Stated exercise:
Find the line containing "Report x and y for each instance of the brick". Quote it and every line after it, exactly, through the end; skip pictures.

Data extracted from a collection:
******************************

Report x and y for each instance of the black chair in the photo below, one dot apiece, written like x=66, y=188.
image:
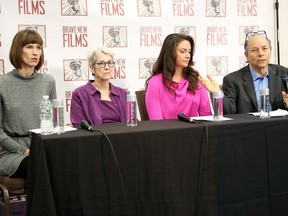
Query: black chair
x=140, y=96
x=8, y=186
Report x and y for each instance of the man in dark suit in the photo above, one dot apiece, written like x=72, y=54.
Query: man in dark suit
x=241, y=88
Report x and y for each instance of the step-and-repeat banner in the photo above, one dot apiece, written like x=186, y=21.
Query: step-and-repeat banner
x=134, y=30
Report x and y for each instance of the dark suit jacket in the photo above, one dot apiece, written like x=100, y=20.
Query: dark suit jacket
x=239, y=92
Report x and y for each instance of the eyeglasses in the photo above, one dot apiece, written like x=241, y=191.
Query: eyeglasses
x=261, y=32
x=103, y=64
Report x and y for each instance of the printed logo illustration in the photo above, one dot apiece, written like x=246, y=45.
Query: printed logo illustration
x=182, y=8
x=41, y=29
x=145, y=67
x=112, y=8
x=119, y=70
x=186, y=30
x=215, y=8
x=243, y=30
x=217, y=65
x=75, y=36
x=44, y=68
x=75, y=69
x=74, y=7
x=242, y=61
x=115, y=36
x=216, y=35
x=149, y=8
x=1, y=66
x=150, y=36
x=247, y=8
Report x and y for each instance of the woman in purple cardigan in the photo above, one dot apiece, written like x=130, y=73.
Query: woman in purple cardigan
x=173, y=86
x=99, y=101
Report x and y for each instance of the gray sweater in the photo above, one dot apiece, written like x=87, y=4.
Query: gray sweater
x=19, y=112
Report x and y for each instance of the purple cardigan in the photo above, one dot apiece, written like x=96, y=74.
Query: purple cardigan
x=85, y=104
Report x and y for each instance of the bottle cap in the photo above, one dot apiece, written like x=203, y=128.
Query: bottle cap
x=57, y=102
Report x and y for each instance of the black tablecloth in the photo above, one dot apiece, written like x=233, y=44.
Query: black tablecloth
x=236, y=167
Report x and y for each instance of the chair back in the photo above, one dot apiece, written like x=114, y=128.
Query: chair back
x=140, y=96
x=15, y=186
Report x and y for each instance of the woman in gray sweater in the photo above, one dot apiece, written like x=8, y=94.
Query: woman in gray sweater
x=21, y=92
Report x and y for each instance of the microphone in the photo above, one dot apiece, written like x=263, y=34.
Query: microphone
x=84, y=124
x=284, y=78
x=183, y=117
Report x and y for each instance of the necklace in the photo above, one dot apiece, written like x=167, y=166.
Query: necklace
x=101, y=90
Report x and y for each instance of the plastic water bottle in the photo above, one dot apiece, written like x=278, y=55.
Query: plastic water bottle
x=58, y=116
x=131, y=110
x=217, y=102
x=264, y=104
x=46, y=116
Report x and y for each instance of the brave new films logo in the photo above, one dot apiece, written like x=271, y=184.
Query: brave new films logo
x=149, y=8
x=186, y=30
x=74, y=7
x=242, y=61
x=75, y=36
x=41, y=29
x=112, y=8
x=1, y=66
x=76, y=70
x=243, y=30
x=215, y=8
x=115, y=36
x=183, y=7
x=119, y=70
x=31, y=7
x=145, y=67
x=150, y=36
x=216, y=35
x=217, y=65
x=247, y=8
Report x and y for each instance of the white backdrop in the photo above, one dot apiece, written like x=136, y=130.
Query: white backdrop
x=134, y=30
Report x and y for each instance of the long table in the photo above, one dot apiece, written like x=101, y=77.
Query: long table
x=169, y=167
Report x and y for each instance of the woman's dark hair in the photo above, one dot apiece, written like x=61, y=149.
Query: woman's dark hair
x=165, y=63
x=21, y=39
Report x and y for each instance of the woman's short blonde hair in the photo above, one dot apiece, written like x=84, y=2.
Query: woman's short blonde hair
x=92, y=56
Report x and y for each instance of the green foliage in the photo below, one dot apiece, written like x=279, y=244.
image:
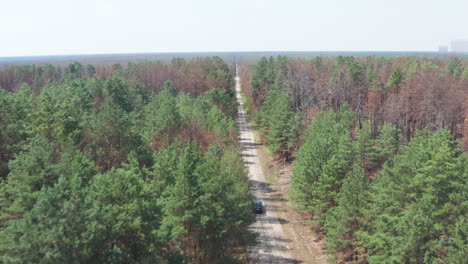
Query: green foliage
x=277, y=119
x=454, y=67
x=15, y=118
x=396, y=79
x=345, y=219
x=81, y=184
x=323, y=161
x=416, y=203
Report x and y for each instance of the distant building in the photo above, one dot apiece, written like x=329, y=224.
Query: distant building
x=459, y=46
x=443, y=49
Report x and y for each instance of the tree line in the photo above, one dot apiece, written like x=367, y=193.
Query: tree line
x=110, y=169
x=378, y=164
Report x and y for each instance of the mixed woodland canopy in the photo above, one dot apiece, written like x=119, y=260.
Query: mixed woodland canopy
x=113, y=164
x=376, y=145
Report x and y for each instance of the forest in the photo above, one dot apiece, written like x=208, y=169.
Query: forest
x=377, y=147
x=121, y=164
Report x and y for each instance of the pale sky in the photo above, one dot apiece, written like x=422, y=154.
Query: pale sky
x=58, y=27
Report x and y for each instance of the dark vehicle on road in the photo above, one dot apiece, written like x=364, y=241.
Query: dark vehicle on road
x=258, y=207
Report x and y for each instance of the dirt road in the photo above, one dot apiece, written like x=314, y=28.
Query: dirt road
x=272, y=246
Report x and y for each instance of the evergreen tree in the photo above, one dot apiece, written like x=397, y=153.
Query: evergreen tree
x=417, y=201
x=323, y=161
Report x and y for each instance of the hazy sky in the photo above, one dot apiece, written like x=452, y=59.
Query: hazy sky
x=54, y=27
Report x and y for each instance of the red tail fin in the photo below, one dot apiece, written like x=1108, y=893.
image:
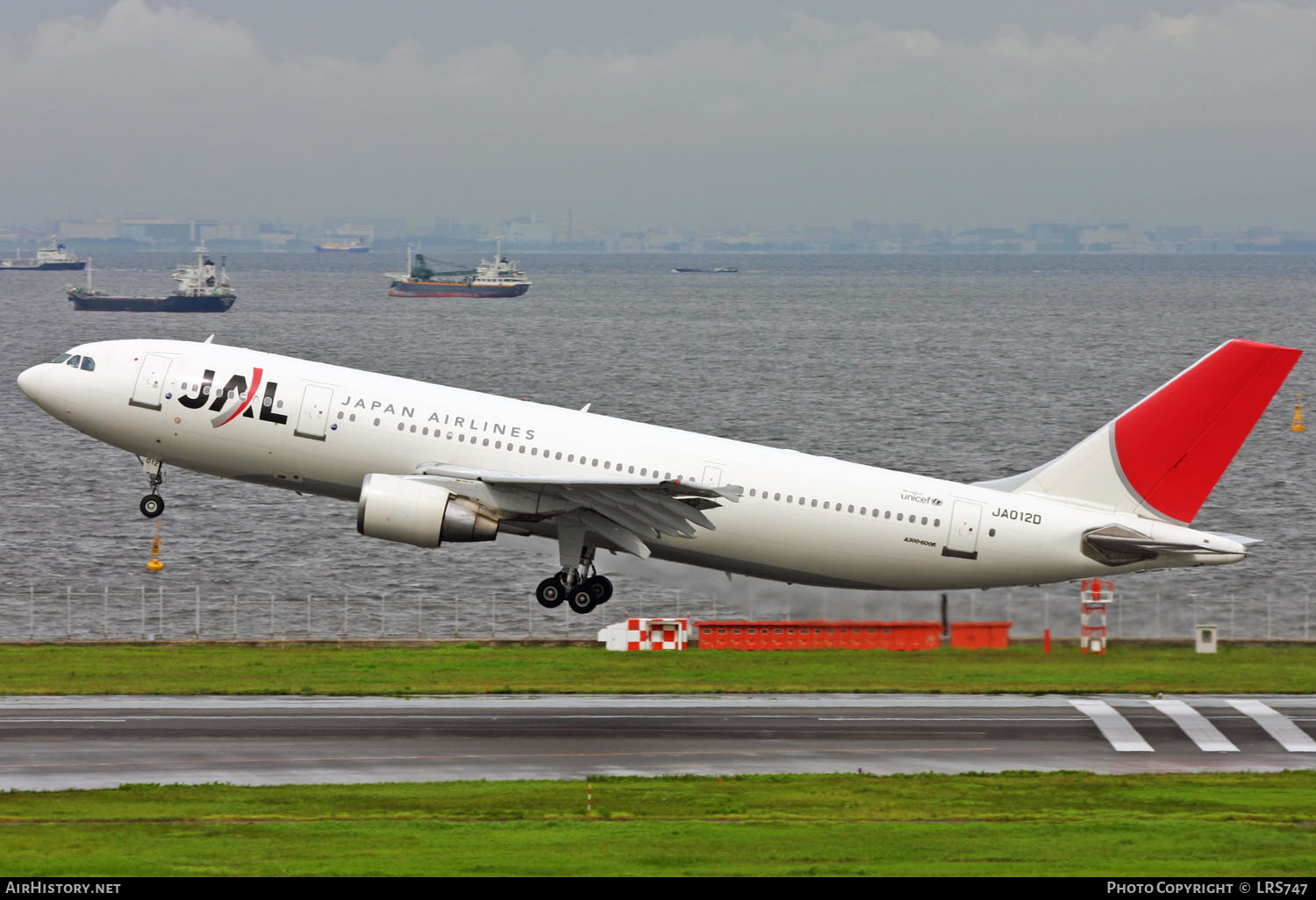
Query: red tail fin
x=1176, y=444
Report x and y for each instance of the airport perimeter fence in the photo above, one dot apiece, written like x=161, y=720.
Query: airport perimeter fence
x=155, y=613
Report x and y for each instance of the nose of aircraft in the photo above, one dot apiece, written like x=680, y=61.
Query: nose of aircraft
x=29, y=382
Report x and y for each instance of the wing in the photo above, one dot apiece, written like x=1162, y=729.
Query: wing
x=624, y=511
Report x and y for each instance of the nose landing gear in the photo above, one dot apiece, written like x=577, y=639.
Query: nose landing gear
x=153, y=504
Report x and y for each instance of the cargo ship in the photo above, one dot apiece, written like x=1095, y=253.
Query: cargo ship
x=339, y=246
x=50, y=258
x=497, y=278
x=200, y=289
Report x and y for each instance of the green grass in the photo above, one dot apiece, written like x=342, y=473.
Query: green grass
x=471, y=668
x=1010, y=824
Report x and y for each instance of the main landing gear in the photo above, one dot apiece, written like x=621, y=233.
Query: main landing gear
x=153, y=504
x=581, y=586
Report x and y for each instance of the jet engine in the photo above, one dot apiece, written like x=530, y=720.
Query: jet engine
x=418, y=511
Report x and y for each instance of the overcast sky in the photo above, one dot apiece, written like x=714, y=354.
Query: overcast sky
x=682, y=113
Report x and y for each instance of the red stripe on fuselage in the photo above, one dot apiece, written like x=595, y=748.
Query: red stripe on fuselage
x=255, y=386
x=1176, y=445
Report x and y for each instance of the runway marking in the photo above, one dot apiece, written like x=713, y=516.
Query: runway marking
x=1195, y=725
x=1115, y=728
x=490, y=755
x=1277, y=725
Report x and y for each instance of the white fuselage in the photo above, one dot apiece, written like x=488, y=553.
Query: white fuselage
x=321, y=429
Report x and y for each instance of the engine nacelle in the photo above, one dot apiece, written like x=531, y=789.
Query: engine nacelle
x=418, y=511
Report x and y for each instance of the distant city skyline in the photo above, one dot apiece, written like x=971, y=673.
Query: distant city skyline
x=761, y=115
x=529, y=233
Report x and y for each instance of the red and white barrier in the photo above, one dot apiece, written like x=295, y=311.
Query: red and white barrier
x=647, y=634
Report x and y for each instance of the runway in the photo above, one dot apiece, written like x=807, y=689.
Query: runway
x=87, y=742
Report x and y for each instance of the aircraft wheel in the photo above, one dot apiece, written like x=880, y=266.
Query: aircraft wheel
x=581, y=600
x=152, y=505
x=599, y=587
x=550, y=594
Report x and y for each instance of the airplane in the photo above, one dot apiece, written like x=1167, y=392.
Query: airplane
x=428, y=465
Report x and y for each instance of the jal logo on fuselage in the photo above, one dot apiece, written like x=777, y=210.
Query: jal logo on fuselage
x=237, y=389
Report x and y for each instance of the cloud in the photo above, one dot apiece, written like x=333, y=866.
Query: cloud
x=794, y=120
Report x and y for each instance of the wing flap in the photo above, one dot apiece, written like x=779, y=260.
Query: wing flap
x=626, y=512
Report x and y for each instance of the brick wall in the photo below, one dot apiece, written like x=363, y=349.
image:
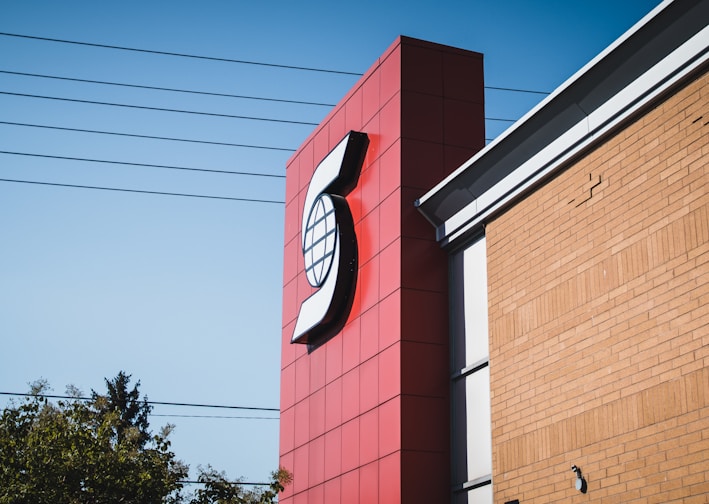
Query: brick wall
x=599, y=320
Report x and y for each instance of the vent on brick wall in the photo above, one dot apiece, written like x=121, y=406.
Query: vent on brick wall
x=585, y=192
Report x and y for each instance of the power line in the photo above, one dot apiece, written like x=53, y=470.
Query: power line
x=158, y=109
x=138, y=191
x=161, y=403
x=133, y=135
x=515, y=90
x=174, y=90
x=147, y=165
x=181, y=55
x=212, y=58
x=217, y=416
x=499, y=119
x=195, y=482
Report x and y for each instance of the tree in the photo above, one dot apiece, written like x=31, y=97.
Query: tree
x=100, y=450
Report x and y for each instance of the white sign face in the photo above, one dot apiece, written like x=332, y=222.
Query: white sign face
x=329, y=243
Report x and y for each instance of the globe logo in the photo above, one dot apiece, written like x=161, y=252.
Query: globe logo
x=319, y=240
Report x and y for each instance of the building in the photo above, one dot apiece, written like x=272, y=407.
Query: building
x=556, y=314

******************************

Output for this task:
Report x and y for each instance of the brick wall in the photo below, one dot apiece, written like x=363, y=349.
image:
Query: brick wall
x=599, y=320
Report x and y for each instance of the vent on brick wall in the photo above, one dot apiece, written like x=121, y=406.
Query: vent on brick wall
x=585, y=192
Report x and y for each instance of the power line in the photo above, one dot apiece, written like x=53, y=470.
Query: power line
x=158, y=109
x=138, y=191
x=161, y=403
x=133, y=135
x=515, y=90
x=174, y=90
x=147, y=165
x=181, y=55
x=212, y=58
x=217, y=416
x=499, y=119
x=195, y=482
Report x and y for each instance of the tree in the photo above, one dot apiece, written like x=31, y=97.
Query: tree
x=100, y=450
Report x and y for each instance of the white sign face in the photo above, one dot apiece, written like x=332, y=222.
Query: white sign face
x=329, y=243
Report x and y for each instance of the globe logo in the photo above, one dot apiece, written like x=161, y=252.
Query: globe logo
x=319, y=240
Report x and y for each instance of the building in the photo above, one dot apiece, written like x=272, y=407.
Query: building
x=556, y=314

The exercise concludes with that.